(Records excerpted from a collection)
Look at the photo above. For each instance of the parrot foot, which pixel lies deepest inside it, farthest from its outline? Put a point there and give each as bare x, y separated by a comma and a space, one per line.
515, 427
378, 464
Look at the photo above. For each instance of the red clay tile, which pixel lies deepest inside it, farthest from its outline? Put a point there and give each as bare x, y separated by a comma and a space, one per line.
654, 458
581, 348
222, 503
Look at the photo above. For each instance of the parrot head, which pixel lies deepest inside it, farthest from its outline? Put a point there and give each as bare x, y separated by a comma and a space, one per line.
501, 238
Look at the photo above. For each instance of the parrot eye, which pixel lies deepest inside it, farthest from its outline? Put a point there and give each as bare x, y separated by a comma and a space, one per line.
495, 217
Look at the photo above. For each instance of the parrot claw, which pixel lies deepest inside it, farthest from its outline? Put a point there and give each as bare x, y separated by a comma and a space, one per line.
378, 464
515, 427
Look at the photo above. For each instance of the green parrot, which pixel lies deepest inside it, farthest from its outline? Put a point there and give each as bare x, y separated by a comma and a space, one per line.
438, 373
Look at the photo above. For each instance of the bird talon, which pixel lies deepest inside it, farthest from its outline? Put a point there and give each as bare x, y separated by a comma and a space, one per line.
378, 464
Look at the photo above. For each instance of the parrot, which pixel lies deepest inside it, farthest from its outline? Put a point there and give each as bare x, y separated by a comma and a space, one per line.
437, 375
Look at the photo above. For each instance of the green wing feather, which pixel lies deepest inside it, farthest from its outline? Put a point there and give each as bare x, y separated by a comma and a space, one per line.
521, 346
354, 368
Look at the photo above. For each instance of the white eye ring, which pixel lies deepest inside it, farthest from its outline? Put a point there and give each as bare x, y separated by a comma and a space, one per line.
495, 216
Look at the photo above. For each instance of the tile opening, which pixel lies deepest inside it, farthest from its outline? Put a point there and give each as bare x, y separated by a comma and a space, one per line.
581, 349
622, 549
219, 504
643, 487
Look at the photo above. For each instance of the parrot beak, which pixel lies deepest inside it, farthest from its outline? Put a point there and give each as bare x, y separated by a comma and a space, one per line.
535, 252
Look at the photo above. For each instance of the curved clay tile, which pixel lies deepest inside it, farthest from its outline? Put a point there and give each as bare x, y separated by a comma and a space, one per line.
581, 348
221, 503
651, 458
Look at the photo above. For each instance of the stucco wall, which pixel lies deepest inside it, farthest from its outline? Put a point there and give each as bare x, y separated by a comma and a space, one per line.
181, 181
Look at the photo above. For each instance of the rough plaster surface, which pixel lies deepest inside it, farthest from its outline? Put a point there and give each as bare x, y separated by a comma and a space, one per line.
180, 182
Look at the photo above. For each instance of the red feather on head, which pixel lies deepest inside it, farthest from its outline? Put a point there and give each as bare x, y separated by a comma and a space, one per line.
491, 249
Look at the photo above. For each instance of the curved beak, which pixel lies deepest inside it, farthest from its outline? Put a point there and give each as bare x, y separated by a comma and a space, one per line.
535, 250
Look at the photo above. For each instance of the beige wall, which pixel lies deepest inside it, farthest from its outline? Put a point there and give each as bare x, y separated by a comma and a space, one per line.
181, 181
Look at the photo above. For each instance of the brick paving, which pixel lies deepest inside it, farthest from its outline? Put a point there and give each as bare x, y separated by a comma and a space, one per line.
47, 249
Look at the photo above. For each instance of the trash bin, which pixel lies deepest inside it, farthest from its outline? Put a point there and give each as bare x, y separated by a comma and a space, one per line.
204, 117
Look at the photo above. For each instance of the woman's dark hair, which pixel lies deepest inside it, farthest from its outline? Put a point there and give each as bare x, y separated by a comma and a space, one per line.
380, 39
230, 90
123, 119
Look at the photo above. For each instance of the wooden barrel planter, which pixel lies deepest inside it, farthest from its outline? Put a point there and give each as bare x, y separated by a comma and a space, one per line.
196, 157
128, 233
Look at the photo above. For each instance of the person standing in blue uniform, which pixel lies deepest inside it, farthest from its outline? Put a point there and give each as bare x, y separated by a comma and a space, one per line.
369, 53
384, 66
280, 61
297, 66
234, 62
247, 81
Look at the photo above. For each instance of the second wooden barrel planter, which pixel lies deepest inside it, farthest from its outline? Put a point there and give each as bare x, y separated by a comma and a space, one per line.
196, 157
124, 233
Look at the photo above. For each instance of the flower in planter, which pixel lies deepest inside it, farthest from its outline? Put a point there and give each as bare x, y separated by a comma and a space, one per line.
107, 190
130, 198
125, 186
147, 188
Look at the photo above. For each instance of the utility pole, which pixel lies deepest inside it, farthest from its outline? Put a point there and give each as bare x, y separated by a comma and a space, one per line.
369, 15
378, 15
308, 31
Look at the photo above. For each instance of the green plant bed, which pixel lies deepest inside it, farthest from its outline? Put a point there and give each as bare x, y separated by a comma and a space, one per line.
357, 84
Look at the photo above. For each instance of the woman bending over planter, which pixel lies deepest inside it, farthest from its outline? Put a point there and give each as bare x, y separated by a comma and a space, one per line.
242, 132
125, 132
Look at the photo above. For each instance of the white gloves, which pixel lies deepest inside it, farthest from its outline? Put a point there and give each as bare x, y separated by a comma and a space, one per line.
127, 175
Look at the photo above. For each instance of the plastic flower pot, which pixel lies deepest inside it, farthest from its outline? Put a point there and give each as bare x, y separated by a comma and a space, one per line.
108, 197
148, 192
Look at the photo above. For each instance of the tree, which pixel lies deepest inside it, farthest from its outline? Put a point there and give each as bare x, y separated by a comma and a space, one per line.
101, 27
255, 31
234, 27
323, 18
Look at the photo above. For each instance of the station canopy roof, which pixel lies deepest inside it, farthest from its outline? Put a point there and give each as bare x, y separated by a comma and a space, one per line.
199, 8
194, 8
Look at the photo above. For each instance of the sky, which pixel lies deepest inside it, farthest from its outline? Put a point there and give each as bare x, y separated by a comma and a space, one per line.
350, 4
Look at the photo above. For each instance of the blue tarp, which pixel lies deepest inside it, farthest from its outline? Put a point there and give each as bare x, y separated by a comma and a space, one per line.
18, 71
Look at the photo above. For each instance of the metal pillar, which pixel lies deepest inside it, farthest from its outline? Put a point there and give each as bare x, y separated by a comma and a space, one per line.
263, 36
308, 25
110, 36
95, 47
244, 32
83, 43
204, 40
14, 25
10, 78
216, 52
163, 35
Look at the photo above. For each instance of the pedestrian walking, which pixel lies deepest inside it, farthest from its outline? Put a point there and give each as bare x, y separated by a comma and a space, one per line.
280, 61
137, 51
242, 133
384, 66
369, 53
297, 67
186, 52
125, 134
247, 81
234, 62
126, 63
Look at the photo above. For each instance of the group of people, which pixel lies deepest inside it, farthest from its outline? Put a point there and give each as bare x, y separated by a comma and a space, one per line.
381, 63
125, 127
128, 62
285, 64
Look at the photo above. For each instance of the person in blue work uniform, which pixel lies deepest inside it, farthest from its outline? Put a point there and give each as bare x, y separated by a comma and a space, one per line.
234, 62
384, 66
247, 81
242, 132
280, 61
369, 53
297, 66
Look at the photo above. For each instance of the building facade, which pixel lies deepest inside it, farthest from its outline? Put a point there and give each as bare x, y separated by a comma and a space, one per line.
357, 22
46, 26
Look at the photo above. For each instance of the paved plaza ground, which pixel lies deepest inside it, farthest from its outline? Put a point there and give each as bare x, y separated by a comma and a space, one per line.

> What the exercise asks: Quote the records from the line containing "Look at the photo above. For each instance of the building" through the end of the records, reproducing every line exactly.

> Exercise result:
Look at the photo above. For each instance of the building facade, which pixel lies deepest inside it, farthest from its outline? Put a point there and give each as bare x, y separated by a comma and a space, one per line.
357, 22
46, 26
Look at the photo above. For each instance of the paved plaza ground, which pixel lies deepest inside it, farthest from its outline? Put a point there and give each as bare x, y separated by a comma and a space, one per line.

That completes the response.